● Task description
Word for word, return the lines below from the first through the line that has "Point to the orange", dropping the pictures.
Segment Start: Supplied information
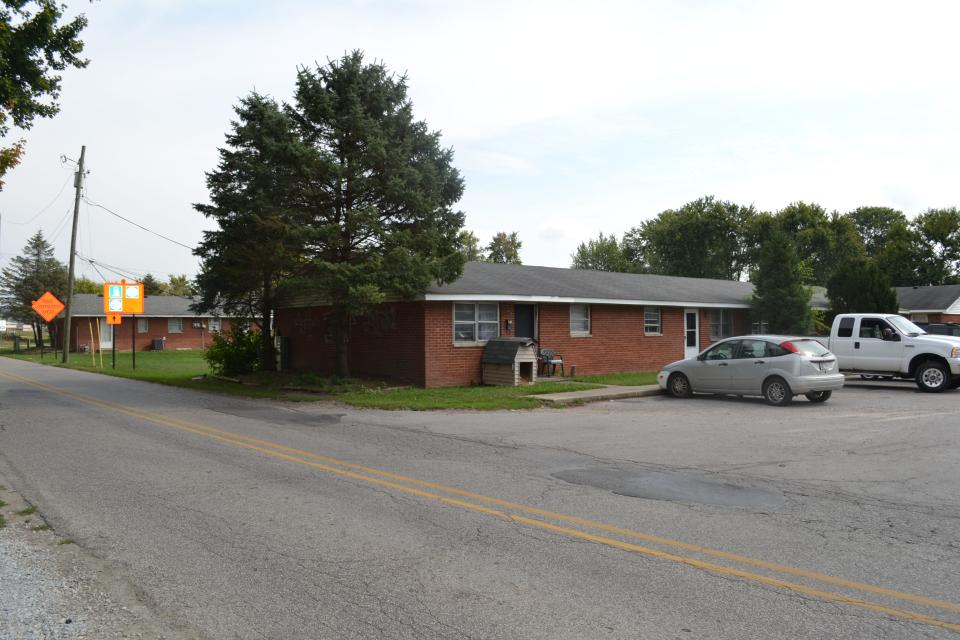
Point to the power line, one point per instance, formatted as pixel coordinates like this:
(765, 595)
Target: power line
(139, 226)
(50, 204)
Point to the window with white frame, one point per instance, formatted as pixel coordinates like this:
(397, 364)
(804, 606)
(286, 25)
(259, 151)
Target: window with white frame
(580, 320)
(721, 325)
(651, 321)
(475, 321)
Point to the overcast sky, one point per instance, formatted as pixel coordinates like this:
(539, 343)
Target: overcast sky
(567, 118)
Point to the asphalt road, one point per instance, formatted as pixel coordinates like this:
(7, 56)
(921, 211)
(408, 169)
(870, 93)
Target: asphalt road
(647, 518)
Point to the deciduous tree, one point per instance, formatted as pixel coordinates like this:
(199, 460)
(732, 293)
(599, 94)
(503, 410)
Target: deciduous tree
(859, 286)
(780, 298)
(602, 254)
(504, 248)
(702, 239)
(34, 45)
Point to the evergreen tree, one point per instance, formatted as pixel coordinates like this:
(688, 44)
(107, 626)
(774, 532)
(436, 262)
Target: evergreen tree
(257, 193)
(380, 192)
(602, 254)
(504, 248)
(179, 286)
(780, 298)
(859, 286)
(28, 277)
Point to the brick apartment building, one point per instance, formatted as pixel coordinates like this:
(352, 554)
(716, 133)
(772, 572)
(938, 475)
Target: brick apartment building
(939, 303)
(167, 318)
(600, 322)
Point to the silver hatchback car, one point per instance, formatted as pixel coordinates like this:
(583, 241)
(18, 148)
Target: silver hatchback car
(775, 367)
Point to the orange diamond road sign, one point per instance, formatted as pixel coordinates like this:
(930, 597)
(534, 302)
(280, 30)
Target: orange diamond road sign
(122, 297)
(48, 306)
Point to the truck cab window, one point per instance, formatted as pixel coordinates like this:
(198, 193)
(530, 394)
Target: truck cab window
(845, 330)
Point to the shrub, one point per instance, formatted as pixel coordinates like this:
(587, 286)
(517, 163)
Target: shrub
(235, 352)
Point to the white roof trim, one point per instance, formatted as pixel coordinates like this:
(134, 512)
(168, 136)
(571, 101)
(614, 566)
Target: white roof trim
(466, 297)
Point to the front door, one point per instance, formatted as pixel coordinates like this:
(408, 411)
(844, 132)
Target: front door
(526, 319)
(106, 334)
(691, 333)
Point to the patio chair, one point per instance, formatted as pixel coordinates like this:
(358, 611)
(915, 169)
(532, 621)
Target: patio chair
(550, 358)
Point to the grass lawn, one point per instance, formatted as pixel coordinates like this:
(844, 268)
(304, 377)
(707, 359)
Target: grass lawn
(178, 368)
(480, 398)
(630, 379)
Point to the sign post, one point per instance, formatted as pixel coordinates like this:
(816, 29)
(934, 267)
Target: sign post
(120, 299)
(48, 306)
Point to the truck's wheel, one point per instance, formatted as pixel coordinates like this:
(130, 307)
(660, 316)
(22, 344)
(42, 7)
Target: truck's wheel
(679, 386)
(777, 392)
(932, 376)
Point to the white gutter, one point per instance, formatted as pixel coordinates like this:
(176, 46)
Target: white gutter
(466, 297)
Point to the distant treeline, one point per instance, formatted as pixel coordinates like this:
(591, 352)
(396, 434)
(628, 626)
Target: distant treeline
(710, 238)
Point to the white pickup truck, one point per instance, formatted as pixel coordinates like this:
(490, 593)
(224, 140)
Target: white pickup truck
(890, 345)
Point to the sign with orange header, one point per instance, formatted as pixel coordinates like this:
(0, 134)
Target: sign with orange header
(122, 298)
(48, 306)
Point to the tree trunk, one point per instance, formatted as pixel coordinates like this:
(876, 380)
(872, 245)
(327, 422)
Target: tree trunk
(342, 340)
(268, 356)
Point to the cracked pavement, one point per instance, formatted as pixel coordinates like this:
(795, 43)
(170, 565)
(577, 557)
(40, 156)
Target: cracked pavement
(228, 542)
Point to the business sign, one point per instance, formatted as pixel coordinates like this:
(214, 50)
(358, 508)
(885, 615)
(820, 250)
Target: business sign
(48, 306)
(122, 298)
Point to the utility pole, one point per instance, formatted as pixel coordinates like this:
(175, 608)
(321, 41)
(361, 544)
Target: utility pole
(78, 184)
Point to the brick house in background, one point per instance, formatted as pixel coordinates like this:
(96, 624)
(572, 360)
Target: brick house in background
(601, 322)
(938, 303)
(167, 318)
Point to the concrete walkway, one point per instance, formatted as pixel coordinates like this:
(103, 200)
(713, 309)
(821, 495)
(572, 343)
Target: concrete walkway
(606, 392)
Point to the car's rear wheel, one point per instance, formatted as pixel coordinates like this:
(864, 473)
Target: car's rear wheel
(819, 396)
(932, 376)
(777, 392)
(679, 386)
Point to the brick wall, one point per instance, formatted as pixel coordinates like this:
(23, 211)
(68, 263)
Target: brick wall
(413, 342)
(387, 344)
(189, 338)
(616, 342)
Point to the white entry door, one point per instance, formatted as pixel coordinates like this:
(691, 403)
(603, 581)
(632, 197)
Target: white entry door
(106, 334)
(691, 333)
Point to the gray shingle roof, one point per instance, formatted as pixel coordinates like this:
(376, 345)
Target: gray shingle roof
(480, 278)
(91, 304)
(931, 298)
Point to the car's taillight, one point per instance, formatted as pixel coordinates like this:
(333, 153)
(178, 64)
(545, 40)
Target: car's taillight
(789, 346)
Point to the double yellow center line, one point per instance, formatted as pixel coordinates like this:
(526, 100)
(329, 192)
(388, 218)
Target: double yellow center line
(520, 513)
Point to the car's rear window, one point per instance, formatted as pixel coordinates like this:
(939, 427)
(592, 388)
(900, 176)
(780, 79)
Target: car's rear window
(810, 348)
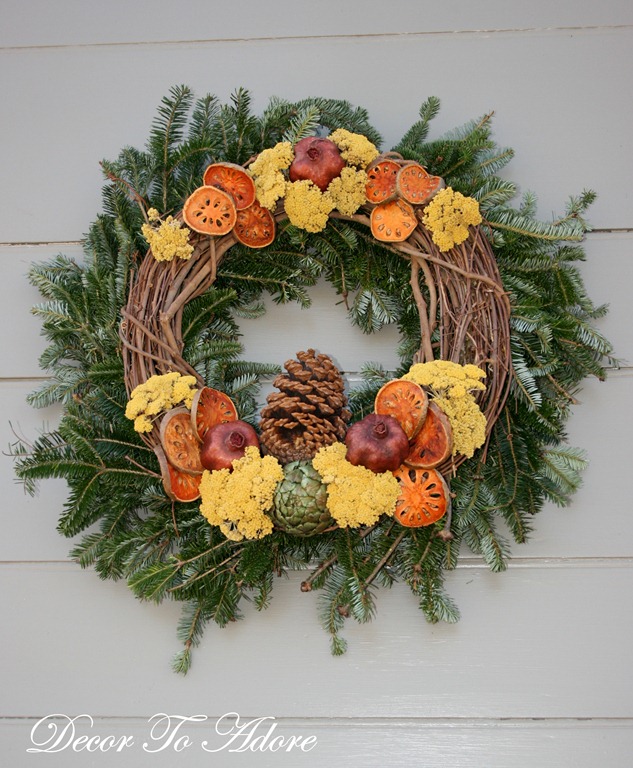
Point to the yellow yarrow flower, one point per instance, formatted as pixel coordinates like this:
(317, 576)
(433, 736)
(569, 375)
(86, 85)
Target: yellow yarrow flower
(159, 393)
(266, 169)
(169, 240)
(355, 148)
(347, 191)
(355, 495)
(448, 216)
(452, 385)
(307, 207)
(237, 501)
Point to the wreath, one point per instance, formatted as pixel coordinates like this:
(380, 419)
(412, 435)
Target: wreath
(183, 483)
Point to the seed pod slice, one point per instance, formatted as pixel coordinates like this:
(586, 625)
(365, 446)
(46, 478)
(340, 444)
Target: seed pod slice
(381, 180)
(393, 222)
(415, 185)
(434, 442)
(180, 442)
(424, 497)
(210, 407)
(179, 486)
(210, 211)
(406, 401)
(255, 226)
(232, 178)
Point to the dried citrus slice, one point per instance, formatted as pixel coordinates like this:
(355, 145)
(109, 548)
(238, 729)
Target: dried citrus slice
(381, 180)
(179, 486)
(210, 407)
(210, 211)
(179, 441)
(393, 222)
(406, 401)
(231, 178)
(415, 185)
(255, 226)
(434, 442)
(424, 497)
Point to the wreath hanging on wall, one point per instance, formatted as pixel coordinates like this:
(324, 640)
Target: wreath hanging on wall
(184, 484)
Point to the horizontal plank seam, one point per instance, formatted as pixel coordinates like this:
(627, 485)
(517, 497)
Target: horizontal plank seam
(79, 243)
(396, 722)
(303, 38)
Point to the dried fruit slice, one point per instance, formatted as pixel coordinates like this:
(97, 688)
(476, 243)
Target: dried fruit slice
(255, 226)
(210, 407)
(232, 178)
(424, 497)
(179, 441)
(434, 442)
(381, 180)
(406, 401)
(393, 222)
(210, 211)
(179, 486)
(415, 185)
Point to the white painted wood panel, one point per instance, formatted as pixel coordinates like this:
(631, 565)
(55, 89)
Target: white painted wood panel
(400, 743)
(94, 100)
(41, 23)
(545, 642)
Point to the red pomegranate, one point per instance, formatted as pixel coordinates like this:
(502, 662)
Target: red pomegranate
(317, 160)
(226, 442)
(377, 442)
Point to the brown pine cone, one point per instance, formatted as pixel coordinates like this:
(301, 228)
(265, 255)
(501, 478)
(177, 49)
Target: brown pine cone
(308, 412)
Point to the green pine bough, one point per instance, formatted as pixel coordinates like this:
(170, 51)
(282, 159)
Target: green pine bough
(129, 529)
Segment End: Supplied information
● Response to the exercise
Point to the power line, one point per instance, formatted as pixel coordinates like this:
(765, 595)
Target: power line
(139, 226)
(50, 204)
Point to the window with white frame, one point per instance, formatted as pixel coordinates like this:
(397, 364)
(804, 606)
(286, 25)
(259, 151)
Target: window with white frame
(580, 320)
(721, 325)
(651, 321)
(475, 321)
Point to the overcast sky, one point per instance, formatted as pixel coordinates like this:
(539, 343)
Target: overcast sky
(567, 118)
Point to the asphalt road, one point per instance, formatted as pixel coordinates like this:
(7, 56)
(921, 211)
(408, 169)
(870, 93)
Target: asphalt road
(647, 518)
Point to the deciduous tree, one point per instance, formatted as pixel coordinates like this:
(199, 460)
(732, 293)
(599, 94)
(503, 410)
Target: deciduous tree
(859, 286)
(780, 298)
(602, 254)
(504, 248)
(702, 239)
(34, 45)
Point to the evergreen tree, one point per instance, formatted as pixel coordinates like this:
(688, 44)
(107, 626)
(774, 532)
(436, 262)
Target: evergreen tree
(257, 193)
(380, 192)
(602, 254)
(504, 248)
(179, 286)
(780, 298)
(859, 286)
(28, 277)
Point to the brick apartment building, one point per instance, formatted as pixel coordinates like this:
(352, 554)
(716, 133)
(772, 572)
(938, 475)
Target: brick apartment building
(939, 303)
(167, 318)
(600, 322)
Point to the silver hatchback car, one point per instance, formatted as pixel coordinates like this:
(583, 241)
(18, 148)
Target: silver hatchback car
(775, 367)
Point to the orange diamond road sign, one point per instance, formatted as pixel coordinates like this:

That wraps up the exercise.